| GIVEN INSTRUCTION |
Report every line in the items below that contains the word "front", copying each such line in full. Treat case as significant.

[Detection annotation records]
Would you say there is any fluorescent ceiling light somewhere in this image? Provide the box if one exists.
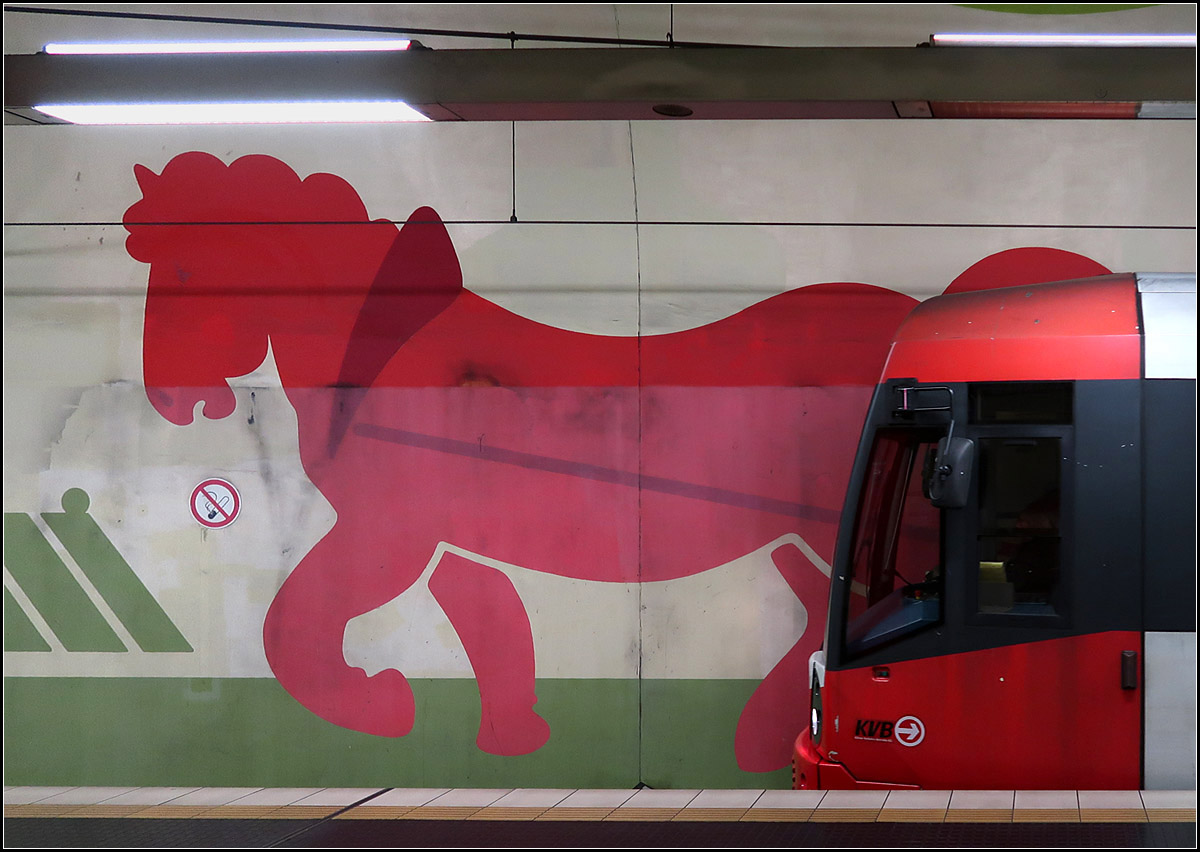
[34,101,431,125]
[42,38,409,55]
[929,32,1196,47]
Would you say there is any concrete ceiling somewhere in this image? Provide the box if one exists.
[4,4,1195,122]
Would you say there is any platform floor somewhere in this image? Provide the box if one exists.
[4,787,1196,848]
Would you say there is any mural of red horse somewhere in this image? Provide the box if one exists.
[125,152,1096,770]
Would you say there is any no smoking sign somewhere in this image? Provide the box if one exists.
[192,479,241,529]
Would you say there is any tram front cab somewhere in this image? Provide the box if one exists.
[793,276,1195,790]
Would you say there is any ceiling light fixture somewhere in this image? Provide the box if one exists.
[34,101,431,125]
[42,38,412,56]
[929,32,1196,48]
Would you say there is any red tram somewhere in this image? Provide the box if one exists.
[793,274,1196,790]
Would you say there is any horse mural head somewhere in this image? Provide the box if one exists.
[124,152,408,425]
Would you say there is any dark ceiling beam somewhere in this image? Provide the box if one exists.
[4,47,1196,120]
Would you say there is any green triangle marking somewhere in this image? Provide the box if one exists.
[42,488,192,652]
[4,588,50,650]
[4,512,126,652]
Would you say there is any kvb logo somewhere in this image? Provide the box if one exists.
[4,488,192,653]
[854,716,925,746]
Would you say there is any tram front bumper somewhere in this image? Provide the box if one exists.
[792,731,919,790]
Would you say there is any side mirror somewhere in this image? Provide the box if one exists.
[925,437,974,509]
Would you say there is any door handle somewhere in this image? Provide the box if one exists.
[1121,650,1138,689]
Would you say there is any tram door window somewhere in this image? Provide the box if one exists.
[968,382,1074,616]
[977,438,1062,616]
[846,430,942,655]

| SOLUTION TO THE PROBLEM |
Would you say there is any tram front cab somewhere in this image? Provide the box if one exists.
Would you say there is any tram front bumper somewhere in this image? Provide the box if one exists.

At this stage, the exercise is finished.